***** Data provided *****

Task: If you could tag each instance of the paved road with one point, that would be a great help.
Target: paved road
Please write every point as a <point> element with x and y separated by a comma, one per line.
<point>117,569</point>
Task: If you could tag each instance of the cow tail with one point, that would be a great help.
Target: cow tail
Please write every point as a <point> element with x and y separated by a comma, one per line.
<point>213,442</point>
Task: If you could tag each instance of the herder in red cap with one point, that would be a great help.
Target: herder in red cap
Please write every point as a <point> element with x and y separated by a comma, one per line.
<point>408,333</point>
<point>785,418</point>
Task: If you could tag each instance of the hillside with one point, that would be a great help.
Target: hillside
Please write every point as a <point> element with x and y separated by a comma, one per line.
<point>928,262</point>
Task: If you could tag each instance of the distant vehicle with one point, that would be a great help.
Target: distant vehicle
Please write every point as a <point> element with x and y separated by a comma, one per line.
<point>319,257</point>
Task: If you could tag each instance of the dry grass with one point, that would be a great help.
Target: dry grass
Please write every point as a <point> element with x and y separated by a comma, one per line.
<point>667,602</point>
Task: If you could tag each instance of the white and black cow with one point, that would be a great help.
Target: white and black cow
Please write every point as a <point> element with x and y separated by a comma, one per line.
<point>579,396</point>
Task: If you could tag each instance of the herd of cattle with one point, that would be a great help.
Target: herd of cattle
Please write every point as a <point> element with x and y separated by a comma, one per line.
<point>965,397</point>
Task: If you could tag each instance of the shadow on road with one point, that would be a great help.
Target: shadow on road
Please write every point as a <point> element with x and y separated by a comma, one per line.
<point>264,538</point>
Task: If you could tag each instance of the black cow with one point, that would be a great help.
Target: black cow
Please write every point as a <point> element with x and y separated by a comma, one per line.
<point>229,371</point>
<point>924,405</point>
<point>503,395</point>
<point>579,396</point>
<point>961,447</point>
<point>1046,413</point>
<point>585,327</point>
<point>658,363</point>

*****

Problem requirements
Please copy out, word for word, the lines of the records above, starting with the line that contains "Task: If you could tag each instance of the cow" and going on through the line that contains "<point>785,418</point>".

Expected output
Task: If you could tag each instance of the cow tail with one point, that would be a great help.
Target: cow tail
Please write every point as a <point> element with x and y separated by a comma, one per line.
<point>213,442</point>
Task: If you could tag each instance of the herder in red cap with one point, that would be a great help.
Target: herder in red cap
Please write every point as a <point> element with x and y separated by a comma, one per line.
<point>408,333</point>
<point>785,418</point>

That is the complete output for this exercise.